**Exercise requirements:**
Show every line in the material below that contains the word "football", treating uppercase and lowercase letters as different.
— START Task material —
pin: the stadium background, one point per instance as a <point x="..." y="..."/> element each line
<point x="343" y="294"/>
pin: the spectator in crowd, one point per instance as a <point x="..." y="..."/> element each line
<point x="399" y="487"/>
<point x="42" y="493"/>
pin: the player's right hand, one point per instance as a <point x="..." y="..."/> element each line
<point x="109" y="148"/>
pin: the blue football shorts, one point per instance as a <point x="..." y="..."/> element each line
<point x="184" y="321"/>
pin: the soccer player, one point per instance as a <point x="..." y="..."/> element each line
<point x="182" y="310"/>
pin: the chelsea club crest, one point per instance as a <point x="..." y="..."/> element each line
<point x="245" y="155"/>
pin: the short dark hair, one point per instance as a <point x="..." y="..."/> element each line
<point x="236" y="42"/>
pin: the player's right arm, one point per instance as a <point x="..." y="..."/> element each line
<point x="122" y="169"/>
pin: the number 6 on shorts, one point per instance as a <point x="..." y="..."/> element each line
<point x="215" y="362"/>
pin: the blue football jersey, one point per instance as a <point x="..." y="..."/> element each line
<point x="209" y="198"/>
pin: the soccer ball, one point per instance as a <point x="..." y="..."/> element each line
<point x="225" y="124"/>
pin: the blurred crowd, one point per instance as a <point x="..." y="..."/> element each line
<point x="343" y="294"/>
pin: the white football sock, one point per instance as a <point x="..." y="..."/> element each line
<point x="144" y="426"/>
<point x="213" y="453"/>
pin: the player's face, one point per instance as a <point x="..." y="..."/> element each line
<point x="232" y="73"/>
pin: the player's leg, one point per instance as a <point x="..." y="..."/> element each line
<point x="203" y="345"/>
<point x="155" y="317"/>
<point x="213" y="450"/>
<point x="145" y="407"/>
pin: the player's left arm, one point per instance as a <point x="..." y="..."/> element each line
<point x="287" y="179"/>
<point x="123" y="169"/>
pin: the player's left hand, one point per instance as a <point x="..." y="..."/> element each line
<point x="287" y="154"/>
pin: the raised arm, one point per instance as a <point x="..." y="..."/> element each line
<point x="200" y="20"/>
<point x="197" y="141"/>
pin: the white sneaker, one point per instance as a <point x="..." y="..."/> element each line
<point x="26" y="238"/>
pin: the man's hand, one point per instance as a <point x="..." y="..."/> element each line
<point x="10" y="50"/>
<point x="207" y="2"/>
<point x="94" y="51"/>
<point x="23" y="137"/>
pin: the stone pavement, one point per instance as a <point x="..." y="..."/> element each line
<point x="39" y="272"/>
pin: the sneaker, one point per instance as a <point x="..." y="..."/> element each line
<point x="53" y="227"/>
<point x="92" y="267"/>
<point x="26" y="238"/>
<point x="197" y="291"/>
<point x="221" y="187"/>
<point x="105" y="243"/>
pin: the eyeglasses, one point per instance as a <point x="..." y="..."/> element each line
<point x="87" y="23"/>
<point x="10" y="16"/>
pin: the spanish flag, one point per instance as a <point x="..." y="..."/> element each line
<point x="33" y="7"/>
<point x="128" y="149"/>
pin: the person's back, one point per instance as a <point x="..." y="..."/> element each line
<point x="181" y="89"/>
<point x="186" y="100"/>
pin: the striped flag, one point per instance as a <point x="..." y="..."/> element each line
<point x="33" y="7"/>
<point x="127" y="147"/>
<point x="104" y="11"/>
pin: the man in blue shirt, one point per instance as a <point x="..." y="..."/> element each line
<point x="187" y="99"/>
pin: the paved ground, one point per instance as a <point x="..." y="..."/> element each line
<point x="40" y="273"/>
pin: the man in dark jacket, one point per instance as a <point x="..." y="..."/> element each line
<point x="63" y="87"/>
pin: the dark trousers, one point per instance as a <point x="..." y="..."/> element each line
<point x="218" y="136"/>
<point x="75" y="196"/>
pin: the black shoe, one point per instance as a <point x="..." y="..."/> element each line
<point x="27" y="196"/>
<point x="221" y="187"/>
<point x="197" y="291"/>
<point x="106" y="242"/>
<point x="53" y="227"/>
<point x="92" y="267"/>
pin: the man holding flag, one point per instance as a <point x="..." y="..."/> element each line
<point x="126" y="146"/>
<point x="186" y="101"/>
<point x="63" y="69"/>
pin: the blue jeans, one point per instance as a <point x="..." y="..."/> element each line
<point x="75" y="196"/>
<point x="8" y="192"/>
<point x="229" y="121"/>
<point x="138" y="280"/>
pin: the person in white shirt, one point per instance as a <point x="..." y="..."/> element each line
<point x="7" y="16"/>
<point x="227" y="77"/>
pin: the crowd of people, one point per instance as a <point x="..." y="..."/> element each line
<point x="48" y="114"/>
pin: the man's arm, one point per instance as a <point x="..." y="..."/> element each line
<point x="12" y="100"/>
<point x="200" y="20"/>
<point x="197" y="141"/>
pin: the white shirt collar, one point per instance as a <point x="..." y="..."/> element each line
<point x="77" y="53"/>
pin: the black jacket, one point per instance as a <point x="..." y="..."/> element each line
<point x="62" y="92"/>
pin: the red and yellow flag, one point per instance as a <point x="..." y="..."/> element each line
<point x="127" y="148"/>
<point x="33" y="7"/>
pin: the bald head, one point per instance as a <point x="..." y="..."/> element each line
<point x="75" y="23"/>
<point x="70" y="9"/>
— END Task material —
— START Task material —
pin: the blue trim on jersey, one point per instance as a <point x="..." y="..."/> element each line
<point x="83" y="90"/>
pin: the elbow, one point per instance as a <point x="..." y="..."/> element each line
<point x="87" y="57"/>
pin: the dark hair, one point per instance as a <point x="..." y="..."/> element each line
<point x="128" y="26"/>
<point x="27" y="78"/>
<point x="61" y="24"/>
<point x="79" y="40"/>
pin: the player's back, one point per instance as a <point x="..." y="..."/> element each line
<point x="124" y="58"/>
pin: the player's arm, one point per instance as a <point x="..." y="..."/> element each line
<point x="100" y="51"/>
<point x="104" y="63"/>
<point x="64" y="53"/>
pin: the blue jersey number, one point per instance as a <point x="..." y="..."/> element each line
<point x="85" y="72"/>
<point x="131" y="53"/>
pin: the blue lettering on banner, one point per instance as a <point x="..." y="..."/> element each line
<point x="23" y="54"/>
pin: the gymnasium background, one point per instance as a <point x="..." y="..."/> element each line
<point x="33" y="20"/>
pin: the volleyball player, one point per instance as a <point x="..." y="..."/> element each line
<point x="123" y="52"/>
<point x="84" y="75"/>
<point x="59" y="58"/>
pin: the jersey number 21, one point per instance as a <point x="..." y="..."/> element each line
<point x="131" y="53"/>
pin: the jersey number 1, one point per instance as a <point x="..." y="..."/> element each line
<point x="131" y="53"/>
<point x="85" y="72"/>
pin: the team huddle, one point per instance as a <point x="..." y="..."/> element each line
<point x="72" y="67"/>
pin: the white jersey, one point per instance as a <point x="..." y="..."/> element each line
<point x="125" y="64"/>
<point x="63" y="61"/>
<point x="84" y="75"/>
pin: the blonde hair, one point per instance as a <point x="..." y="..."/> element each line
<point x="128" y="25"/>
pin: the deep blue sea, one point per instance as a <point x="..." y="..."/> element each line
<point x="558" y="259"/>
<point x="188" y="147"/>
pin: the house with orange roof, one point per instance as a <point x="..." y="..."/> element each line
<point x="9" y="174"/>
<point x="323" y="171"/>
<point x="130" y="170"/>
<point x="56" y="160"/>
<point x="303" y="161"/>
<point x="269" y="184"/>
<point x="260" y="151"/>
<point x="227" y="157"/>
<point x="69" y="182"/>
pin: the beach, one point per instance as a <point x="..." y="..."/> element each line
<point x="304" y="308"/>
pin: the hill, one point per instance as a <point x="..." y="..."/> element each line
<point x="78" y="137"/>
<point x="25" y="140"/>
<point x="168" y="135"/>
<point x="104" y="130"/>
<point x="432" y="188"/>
— END Task material —
— START Task material —
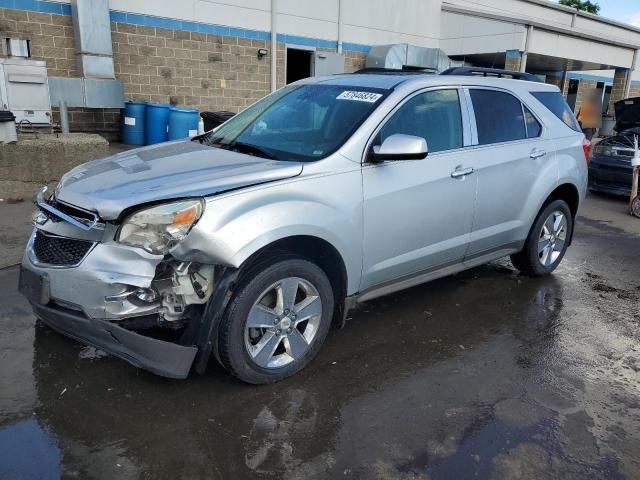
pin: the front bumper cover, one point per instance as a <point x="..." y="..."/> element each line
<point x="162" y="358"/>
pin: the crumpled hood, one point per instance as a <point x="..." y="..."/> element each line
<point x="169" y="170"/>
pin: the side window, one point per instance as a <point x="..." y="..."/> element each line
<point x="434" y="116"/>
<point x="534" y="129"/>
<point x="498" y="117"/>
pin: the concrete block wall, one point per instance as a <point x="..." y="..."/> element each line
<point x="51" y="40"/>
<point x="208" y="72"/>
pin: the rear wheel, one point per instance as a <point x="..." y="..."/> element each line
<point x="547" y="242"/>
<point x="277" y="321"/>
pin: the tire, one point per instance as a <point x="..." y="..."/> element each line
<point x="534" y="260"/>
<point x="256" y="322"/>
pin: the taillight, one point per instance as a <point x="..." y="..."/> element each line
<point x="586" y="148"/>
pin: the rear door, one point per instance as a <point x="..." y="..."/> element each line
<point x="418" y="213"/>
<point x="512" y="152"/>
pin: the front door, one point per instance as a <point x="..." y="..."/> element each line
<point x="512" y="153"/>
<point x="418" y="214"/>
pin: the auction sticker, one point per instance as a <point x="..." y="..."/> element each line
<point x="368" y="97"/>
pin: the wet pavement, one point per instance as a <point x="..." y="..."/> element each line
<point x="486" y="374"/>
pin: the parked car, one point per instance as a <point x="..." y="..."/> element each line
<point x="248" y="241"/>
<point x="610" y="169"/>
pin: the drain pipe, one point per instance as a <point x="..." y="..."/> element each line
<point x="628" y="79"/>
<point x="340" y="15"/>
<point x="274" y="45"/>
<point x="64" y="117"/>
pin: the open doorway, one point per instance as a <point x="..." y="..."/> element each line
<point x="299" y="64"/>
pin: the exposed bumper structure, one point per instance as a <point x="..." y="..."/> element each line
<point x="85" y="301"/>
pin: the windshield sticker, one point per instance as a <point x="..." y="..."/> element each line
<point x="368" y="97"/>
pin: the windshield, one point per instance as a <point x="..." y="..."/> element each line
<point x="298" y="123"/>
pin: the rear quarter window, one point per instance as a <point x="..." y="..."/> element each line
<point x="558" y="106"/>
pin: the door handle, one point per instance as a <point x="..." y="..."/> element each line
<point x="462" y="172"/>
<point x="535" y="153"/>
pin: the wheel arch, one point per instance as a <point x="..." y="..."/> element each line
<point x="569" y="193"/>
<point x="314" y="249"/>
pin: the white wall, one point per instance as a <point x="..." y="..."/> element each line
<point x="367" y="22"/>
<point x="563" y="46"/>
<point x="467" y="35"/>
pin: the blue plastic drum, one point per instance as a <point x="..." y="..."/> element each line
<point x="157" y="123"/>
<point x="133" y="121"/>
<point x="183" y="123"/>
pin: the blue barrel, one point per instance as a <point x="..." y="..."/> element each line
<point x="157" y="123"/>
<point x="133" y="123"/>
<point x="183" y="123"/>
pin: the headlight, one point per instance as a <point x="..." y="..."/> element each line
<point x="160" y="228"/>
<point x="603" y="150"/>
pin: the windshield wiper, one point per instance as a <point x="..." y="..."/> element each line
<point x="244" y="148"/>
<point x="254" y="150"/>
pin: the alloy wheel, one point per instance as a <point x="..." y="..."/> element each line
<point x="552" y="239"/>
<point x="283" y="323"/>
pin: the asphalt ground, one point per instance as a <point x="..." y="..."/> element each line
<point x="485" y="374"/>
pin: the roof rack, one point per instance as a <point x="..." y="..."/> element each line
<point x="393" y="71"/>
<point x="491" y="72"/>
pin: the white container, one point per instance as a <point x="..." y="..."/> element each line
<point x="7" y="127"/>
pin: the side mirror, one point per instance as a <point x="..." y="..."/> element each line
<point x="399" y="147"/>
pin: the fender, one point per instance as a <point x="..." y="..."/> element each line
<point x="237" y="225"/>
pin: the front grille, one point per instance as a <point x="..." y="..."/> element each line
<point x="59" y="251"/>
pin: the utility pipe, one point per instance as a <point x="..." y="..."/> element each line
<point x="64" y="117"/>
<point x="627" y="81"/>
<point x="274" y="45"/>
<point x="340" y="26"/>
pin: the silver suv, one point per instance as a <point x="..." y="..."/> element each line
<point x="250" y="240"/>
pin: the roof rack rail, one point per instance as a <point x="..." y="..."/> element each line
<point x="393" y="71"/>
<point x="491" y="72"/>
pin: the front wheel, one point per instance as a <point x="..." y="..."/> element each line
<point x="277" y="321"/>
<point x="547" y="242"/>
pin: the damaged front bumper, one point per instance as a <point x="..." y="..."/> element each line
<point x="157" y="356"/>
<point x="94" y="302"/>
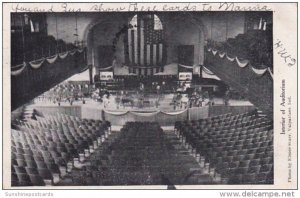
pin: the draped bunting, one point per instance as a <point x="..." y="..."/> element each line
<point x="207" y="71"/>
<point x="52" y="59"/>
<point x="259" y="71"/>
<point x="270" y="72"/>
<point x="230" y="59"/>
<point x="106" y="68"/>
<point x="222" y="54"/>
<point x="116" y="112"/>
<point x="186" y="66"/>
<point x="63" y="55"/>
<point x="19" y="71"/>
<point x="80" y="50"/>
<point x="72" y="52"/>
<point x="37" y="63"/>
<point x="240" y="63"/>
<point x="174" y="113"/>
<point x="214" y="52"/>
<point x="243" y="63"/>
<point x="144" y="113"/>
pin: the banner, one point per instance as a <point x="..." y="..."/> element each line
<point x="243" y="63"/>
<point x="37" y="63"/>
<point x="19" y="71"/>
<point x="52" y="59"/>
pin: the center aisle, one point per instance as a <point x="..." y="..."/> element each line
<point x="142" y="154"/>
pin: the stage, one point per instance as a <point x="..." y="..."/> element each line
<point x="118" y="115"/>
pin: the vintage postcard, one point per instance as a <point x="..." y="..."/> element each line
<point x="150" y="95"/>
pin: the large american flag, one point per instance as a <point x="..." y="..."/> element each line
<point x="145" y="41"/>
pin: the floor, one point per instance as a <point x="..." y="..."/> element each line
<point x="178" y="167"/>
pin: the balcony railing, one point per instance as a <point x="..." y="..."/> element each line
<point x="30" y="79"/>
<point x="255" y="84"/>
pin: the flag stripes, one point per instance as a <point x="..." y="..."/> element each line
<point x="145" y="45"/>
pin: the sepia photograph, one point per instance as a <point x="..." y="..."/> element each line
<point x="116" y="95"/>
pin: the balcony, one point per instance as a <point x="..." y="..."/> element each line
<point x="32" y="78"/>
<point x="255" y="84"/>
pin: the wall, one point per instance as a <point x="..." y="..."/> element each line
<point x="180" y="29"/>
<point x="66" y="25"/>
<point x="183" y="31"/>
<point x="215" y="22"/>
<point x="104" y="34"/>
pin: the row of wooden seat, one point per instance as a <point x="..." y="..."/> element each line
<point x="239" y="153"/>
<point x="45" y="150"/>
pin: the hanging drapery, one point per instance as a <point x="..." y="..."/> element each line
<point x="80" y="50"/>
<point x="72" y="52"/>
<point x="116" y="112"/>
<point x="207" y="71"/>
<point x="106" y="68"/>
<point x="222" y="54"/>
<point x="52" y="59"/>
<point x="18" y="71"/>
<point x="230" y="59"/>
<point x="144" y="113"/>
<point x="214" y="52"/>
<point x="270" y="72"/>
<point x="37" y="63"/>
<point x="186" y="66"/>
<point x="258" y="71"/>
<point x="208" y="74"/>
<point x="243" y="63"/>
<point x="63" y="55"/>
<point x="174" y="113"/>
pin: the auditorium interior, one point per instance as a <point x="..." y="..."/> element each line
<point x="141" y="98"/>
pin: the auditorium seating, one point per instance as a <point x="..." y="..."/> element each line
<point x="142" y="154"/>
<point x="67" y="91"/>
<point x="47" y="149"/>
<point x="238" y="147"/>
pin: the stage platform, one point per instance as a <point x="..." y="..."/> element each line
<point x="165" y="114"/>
— END Task material —
**Result for this exercise:**
pin: the blue football shorts, one point per instance as a <point x="..." y="..."/> element each line
pin: the blue football jersey, one point per instance as a <point x="..." y="..."/> element each line
pin: the white football sock, one point per instance as a <point x="..." y="..."/> element each line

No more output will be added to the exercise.